▶ **Document section**:
AzKai about 11 years

I've tried that and gotten the following error: ValueError: could not convert string to float: I changed the casting from float to str. It compiled but it completely eliminated all values in the column it's sorting
Steven Rumbalski about 11 years

From the ValueError it appears that d['red label'] does not always return numeric data. Do you have any empty fields? As regards to "it completely eliminated all values in the column", I think that is not the case. This code does not overwrite any values. It would be helpful to see your actual data.
AzKai about 11 years

Yes. All but 50 of the entries within that column are just blank fields.
Steven Rumbalski about 11 years

If those blank fields can be sorted as if they have a value of 0.0 change float(d['red label']) to float(d['red label']) if d['red label']) else 0.0.
Steven Rumbalski about 11 years

@AzKai: Post the first ten lines of your file. Something is not quite right here.
AzKai about 11 years

These are the first 2 lines(not enough comment space for all 10: ID tag number genus species locality location name new register number x or series collector's name collection number no. cv donor donor's ref. number infrasp. rank epithet; infraspecific common name German name French name Irish name COUNTRY OF ORIGIN date of collection collection information accession status planting date red label X notes References synonym date of verification verifier's name Champion tree dimensions authority family 6994 4009 Abelia sp. BY Bothy 9 check identity. Caprifoliaceae
AzKai about 11 years

Or if needs be I can send you the file to have a look at it
AzKai about 11 years

I've tried using the pandas method you have told me about but whenever I run the script I get the error "No module pandas exists" even though I've installed it from my python directory using sudo apt-get install python-pandas
Adam Obeng about 11 years

Which version of python and what operating system are you using?

▶ **Set task 1**:
According to the forum thread, what command did AzKai use to install pandas?
▶ **Set task 2**:
Copy the forum thread from "Or if needs" to "are you using?", renaming "operating system" as "platform".
▶ **Set task 3**:
Extend the forum thread about the Python sorting error, picking up after its final line.

Location identification items:
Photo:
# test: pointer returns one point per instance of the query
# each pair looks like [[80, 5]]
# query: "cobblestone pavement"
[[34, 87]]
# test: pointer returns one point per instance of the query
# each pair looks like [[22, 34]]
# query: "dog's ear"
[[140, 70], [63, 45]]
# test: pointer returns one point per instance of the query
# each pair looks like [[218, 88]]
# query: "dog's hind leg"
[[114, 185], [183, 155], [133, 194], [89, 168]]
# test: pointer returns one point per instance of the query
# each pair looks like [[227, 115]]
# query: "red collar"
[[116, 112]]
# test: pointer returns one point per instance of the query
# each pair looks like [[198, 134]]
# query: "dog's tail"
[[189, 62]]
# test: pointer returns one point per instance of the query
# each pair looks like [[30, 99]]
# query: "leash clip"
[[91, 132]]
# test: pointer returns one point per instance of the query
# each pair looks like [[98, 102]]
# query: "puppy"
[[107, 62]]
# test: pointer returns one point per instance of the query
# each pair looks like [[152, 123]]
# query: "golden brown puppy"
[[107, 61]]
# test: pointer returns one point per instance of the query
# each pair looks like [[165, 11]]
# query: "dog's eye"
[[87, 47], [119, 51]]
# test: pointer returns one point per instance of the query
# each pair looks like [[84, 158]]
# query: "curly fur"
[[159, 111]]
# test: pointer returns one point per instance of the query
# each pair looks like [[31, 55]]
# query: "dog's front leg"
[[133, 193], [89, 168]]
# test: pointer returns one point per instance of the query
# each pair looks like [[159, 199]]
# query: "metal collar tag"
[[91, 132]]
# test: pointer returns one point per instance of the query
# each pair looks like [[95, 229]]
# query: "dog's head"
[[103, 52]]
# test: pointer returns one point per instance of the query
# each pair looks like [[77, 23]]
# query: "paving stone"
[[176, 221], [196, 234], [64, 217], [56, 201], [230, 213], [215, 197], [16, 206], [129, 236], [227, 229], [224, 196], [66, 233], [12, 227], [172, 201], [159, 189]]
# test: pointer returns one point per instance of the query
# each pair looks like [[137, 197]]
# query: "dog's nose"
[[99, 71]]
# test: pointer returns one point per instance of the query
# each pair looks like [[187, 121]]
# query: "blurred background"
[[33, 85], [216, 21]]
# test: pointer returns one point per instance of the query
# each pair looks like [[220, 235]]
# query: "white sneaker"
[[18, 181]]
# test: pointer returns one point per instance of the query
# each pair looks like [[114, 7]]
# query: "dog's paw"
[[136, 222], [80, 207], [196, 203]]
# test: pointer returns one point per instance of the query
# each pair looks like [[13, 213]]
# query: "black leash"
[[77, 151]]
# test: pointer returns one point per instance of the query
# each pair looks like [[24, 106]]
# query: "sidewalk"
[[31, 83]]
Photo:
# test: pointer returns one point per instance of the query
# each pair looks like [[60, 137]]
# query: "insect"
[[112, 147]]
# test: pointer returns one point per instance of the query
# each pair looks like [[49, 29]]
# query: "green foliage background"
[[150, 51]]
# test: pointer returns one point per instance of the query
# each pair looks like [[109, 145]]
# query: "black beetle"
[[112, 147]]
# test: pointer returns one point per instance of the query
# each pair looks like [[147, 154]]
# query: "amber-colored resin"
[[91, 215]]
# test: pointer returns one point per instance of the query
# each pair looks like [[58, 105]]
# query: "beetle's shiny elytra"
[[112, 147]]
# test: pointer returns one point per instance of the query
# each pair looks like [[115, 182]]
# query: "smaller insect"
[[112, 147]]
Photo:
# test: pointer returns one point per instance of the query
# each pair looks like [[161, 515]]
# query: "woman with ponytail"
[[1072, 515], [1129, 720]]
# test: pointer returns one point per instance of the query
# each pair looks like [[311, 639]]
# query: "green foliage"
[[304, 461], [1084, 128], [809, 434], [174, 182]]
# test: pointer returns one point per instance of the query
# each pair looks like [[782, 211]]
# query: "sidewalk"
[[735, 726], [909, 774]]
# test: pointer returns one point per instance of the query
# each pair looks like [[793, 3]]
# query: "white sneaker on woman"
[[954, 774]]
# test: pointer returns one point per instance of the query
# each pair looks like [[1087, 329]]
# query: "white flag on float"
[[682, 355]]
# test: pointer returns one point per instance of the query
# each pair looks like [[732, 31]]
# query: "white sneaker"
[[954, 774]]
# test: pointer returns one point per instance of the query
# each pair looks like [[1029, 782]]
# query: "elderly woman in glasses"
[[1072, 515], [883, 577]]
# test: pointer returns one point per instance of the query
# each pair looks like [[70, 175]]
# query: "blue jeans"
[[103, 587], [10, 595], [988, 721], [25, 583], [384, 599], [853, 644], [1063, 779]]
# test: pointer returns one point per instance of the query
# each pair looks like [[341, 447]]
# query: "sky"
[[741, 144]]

▶ **Written response 1**:
AzKai used sudo apt-get install python-pandas.

▶ **Written response 2**:
Or if needs be I can send you the file to have a look at it
AzKai about 11 years

I've tried using the pandas method you have told me about but whenever I run the script I get the error "No module pandas exists" even though I've installed it from my python directory using sudo apt-get install python-pandas
Adam Obeng about 11 years

Which version of python and what platform are you using?

▶ **Written response 3**:
AzKai about 11 years

I'm using python 3.2 on Ubuntu 12.10
AzKai about 11 years

Edit: I've figured out what the problem is in trying to run pandas. When I installed it it installed into my python2.7 folder but when I run my script it's running from the python3.2 folder which is in the same directory as the 2.7 version which is /usr/local/lib and I've no idea how to change my script to run from that directory
AzKai about 11 years

Finally got around the pandas error but the output is still the same as the above method that Steven gave me
Adam Obeng about 11 years

By the same output, do you mean a ValueError?
AzKai about 11 years

No, I mean there is no change in the output. The file that's outputted is the exact same as the one that went in
Adam Obeng about 11 years

Are the fields in the file not separated by commas?
AzKai about 11 years

I eventually got it fixed. Thank you very much for all the help Adam :)
Rick Westera about 2 years

sort appears to have been deprecated since this answer was published. Using sort_values instead works.